[DIRECTIONS FOR THIS TASK] Report every line of the data that includes "belt".
___ RECORDS
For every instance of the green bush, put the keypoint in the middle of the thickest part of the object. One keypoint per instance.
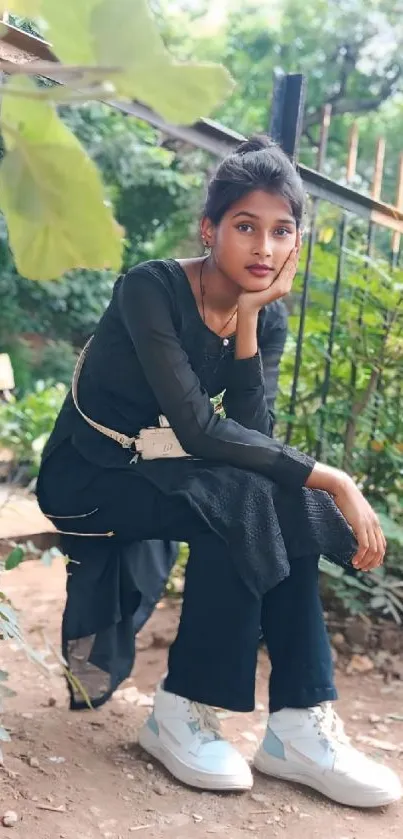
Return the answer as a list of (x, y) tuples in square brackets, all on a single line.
[(25, 424)]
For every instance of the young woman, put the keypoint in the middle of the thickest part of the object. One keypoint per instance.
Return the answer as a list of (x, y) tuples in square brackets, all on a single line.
[(256, 513)]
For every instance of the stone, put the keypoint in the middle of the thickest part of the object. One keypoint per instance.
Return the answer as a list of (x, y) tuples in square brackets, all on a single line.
[(10, 818)]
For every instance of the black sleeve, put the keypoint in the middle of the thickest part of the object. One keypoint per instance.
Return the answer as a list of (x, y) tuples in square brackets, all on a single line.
[(147, 313), (252, 385)]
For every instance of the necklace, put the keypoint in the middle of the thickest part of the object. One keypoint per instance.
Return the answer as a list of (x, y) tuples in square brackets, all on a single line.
[(203, 294)]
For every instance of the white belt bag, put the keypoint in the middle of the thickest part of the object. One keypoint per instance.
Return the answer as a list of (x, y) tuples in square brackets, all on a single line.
[(150, 443)]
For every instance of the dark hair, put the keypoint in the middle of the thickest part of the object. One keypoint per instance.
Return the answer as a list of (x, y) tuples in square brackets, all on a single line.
[(258, 163)]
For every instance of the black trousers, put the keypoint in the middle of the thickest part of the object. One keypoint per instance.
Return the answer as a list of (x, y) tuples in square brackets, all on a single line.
[(213, 659)]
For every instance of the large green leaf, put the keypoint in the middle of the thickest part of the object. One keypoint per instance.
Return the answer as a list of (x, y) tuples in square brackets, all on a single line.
[(123, 34), (51, 194), (25, 8)]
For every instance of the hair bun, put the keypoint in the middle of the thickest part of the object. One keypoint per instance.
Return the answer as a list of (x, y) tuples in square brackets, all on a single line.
[(258, 142)]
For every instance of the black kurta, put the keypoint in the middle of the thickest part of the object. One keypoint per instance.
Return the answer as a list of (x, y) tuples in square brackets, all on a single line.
[(152, 354)]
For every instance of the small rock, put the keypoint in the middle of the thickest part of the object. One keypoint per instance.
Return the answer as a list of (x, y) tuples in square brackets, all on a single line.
[(163, 640), (358, 632), (179, 819), (384, 745), (159, 789), (10, 818), (360, 664), (339, 642), (260, 799)]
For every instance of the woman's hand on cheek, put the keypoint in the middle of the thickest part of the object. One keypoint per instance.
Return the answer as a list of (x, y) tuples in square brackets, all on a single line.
[(279, 287)]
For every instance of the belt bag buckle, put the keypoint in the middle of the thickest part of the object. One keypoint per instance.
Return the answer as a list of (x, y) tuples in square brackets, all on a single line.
[(154, 443)]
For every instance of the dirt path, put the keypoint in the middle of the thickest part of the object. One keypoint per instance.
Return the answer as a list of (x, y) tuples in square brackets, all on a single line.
[(82, 776)]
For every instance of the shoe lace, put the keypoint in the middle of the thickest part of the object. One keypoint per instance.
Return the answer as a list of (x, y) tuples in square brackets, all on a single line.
[(329, 724), (207, 720)]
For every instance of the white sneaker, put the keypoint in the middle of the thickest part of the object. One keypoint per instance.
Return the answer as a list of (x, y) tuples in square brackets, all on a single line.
[(184, 736), (310, 747)]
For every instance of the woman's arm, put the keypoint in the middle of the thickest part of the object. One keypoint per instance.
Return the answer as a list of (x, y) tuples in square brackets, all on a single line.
[(253, 379)]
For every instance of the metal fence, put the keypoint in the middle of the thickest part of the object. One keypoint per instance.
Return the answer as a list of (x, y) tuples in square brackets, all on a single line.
[(360, 218)]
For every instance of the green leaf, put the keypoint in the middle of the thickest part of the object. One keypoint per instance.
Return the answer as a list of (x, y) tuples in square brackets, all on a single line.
[(51, 194), (123, 34), (14, 558), (25, 8)]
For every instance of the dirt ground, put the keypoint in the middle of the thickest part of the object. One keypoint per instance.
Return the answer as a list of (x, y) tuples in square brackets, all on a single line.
[(82, 776)]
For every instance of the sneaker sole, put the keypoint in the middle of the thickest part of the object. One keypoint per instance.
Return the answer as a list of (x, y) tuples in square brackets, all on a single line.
[(184, 773), (275, 768)]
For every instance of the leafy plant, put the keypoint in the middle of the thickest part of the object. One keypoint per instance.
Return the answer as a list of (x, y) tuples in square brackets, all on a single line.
[(51, 192), (25, 424)]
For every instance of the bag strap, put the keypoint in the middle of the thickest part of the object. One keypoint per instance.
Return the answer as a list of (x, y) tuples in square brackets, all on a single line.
[(123, 440)]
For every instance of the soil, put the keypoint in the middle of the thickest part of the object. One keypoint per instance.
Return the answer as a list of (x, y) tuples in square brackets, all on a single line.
[(82, 776)]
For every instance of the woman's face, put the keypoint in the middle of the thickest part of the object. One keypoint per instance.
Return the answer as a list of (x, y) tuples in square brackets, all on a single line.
[(253, 239)]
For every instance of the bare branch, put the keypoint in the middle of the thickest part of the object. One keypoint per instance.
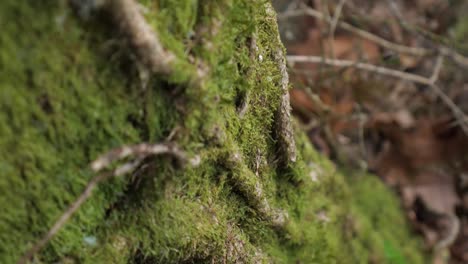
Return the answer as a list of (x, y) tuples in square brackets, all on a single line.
[(362, 66), (414, 51), (126, 168), (140, 151), (458, 113), (127, 14)]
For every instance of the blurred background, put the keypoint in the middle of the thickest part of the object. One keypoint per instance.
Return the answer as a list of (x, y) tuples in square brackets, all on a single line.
______
[TASK ANSWER]
For every instance of the white belt bag, put the keypoint in the middle of the thickest part of the object. One keypoint per instance.
For every instance of the belt bag buckle, put the keypoint in the middle of the thickest part of the object. One keypoint per instance.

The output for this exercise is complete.